■ **Instructions for the task**: Reproduce each of the following lines word for word, with no changes.

Pointing records:
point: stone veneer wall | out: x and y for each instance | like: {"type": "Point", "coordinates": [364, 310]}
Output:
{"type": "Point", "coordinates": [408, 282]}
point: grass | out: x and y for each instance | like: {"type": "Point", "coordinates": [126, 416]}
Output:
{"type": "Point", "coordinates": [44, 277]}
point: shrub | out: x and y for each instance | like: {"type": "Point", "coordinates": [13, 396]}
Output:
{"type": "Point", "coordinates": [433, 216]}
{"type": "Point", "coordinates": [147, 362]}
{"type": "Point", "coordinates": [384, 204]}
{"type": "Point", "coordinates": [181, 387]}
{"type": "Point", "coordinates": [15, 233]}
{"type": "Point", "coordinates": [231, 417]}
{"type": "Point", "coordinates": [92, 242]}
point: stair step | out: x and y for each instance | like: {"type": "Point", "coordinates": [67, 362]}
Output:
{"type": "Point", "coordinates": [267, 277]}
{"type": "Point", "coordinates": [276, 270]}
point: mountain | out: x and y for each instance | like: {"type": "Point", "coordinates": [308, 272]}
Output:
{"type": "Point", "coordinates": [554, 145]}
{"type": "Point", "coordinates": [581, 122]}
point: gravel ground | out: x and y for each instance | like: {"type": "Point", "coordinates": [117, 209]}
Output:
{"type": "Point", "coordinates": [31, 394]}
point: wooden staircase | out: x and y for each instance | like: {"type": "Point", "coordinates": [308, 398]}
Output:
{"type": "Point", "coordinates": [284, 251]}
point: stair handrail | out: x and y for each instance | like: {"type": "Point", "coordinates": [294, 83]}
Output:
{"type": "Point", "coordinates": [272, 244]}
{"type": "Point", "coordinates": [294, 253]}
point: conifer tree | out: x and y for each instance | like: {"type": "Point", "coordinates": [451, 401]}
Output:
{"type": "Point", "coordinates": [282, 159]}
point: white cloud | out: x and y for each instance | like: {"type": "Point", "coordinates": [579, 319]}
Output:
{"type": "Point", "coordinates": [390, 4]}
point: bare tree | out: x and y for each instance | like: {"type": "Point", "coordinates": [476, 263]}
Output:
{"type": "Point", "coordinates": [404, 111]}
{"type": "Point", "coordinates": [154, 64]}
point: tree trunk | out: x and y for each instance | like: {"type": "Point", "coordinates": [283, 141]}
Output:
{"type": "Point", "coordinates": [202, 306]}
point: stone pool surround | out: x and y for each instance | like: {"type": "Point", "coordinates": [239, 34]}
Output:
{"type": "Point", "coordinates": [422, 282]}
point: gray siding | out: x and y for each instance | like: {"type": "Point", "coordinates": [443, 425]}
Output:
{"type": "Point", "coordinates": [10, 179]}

■ **The answer**:
point: stone veneer wall | out: x and y for each instance | like: {"type": "Point", "coordinates": [364, 310]}
Output:
{"type": "Point", "coordinates": [408, 282]}
point: grass | out: x and y for each instance | like: {"type": "Point", "coordinates": [126, 416]}
Output:
{"type": "Point", "coordinates": [44, 277]}
point: shrub | out: x and y for each instance | like: {"type": "Point", "coordinates": [13, 396]}
Output:
{"type": "Point", "coordinates": [433, 216]}
{"type": "Point", "coordinates": [147, 362]}
{"type": "Point", "coordinates": [384, 204]}
{"type": "Point", "coordinates": [181, 387]}
{"type": "Point", "coordinates": [15, 233]}
{"type": "Point", "coordinates": [231, 417]}
{"type": "Point", "coordinates": [92, 242]}
point: stair step | out: x and y for each instance | like: {"type": "Point", "coordinates": [67, 362]}
Output:
{"type": "Point", "coordinates": [267, 277]}
{"type": "Point", "coordinates": [276, 270]}
point: mountain | out: x and y for each instance | like: {"type": "Point", "coordinates": [308, 272]}
Output:
{"type": "Point", "coordinates": [554, 145]}
{"type": "Point", "coordinates": [581, 122]}
point: gravel ground | out: x and y for each instance | like: {"type": "Point", "coordinates": [117, 209]}
Output:
{"type": "Point", "coordinates": [31, 394]}
point: wooden staircase | out: x and y for each instance | like: {"type": "Point", "coordinates": [308, 398]}
Output:
{"type": "Point", "coordinates": [284, 251]}
point: stair handrail | out: x and y for each instance | like: {"type": "Point", "coordinates": [294, 83]}
Output:
{"type": "Point", "coordinates": [272, 244]}
{"type": "Point", "coordinates": [294, 253]}
point: conifer tree | out: x and y for each instance | like: {"type": "Point", "coordinates": [451, 401]}
Output:
{"type": "Point", "coordinates": [282, 159]}
point: white cloud | out: x and y for each instance | like: {"type": "Point", "coordinates": [579, 319]}
Output:
{"type": "Point", "coordinates": [390, 4]}
point: bare tree | out: x and y for each instance | like: {"type": "Point", "coordinates": [476, 263]}
Output:
{"type": "Point", "coordinates": [404, 111]}
{"type": "Point", "coordinates": [154, 64]}
point: tree trunk | out: x and y for each instance | like: {"type": "Point", "coordinates": [283, 141]}
Output:
{"type": "Point", "coordinates": [202, 306]}
point: stone pool surround | out: x and y for each instance | like: {"type": "Point", "coordinates": [239, 34]}
Output:
{"type": "Point", "coordinates": [422, 282]}
point: gray siding | out: x and y for each instance | like: {"type": "Point", "coordinates": [443, 425]}
Output:
{"type": "Point", "coordinates": [10, 179]}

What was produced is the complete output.